Trecho -
□ □ □ □ □
2007/11/19

Refém do Silêncio

Profissional muito devotado ao trabalho, o acidente vascular cerebral era um desafio que nunca estivera no seu planejamento.

As sensações, o medo de perder a vida, a internação às pressas em um modesto hospital beira de estrada, nada disso fazia sentido. Havia ainda muito a ser feito! O desconforto físico era admoestado pelo recorrente ímpeto de querer concluir o relatório que ficara sobre a escrivaninha. Ninguém poderia concluí-lo sem o meu toque pessoal, pensou.

As palavras não saíam, o corpo também não correspondia. O segundo constrangimento, após ter perdido o posto de homem de aço, foi não poder comunicar que necessitava ir ao sanitário. O vazamento foi compreendido pelos auxiliares de enfermagem que o colocavam sobre a maca. O choro indignado, constrangido e abafado arroxeou a pele. O plantonista alertou: - fique calmo, não se emocione!

A caminho da unidade de emergência a vida passara muito rápido. Apesar dos sessenta anos, sentia-se como um homem de trinta. Queria saber se a namorada estava bem, não queria preocupar os filhos, mas era inútil. Aos prantos, os dois acompanhavam o trajeto, testando o limite da paciência da equipe médica.
□ □ □ □ □
Verifique sua compreensão -
[1] Que idade tem o protagonista do trecho?
[2] Segundo o trecho, por que o homem não conseguiu avisar que precisava ir ao sanitário?
[3] Transcreva do trecho tudo o que vai de "A caminho da" até "da equipe médica.".
□ □ □ □ □
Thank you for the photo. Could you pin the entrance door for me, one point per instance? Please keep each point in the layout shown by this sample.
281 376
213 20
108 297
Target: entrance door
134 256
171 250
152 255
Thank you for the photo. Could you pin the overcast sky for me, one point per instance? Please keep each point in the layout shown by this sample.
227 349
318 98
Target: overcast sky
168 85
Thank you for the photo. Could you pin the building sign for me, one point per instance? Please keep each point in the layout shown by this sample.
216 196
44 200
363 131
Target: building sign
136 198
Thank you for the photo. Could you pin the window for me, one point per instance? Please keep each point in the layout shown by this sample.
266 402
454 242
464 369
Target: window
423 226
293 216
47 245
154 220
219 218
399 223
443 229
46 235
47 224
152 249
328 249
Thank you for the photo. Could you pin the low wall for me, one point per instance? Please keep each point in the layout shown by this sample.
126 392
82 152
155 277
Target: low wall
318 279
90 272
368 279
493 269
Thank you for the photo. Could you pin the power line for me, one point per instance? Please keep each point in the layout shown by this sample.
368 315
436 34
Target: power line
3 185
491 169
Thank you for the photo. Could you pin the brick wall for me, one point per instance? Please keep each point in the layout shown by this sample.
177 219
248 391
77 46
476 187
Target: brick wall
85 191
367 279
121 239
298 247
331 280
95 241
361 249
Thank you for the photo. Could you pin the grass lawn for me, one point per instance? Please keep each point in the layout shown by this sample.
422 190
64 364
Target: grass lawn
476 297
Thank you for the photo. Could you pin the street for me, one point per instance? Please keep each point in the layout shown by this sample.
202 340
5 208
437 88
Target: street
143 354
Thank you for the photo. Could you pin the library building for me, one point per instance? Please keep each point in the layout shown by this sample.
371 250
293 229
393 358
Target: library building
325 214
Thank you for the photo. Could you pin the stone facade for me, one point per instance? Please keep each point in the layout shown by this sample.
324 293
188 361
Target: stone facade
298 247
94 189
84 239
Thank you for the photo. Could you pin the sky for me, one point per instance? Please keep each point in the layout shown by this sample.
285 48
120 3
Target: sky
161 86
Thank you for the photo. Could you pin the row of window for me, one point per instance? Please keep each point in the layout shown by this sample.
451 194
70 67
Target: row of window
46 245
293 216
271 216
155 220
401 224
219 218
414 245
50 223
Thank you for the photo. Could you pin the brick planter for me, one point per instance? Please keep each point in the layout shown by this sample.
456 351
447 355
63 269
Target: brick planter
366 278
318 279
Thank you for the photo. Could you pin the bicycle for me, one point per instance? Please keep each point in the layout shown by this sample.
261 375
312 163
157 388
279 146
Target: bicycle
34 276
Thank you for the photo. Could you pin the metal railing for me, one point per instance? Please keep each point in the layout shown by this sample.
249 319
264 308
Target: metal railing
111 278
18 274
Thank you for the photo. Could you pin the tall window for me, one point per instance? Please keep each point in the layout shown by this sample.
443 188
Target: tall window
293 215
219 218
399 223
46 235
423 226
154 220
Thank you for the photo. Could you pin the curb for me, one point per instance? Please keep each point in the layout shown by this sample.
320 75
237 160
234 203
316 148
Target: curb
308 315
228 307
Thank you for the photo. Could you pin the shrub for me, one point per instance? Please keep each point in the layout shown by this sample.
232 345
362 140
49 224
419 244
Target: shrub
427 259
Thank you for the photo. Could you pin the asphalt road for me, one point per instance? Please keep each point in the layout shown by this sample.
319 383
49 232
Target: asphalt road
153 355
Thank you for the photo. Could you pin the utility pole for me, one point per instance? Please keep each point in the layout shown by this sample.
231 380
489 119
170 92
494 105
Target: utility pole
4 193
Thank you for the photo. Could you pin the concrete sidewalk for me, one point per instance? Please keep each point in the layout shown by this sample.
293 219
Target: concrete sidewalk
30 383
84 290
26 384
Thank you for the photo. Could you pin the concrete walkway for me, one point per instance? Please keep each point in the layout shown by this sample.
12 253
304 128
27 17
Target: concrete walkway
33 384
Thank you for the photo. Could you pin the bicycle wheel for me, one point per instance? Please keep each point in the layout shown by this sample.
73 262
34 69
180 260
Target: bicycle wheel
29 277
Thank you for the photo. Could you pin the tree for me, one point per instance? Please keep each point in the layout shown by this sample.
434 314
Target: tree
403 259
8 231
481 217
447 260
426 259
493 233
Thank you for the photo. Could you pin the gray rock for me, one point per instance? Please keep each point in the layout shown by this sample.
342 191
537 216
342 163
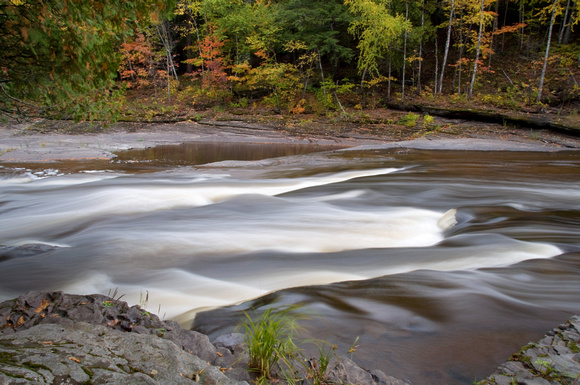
□ □ □ □ □
Respostas em ordem -
[1] Sessenta anos.

[2] Porque as palavras não saíam e o corpo também não correspondia.

[3]
A caminho da unidade de emergência a vida passara muito rápido. Apesar dos sessenta anos, sentia-se como um homem de trinta. Queria saber se a namorada estava bem, não queria preocupar os filhos, mas era inútil. Aos prantos, os dois acompanhavam o trajeto, testando o limite da paciência da equipe médica.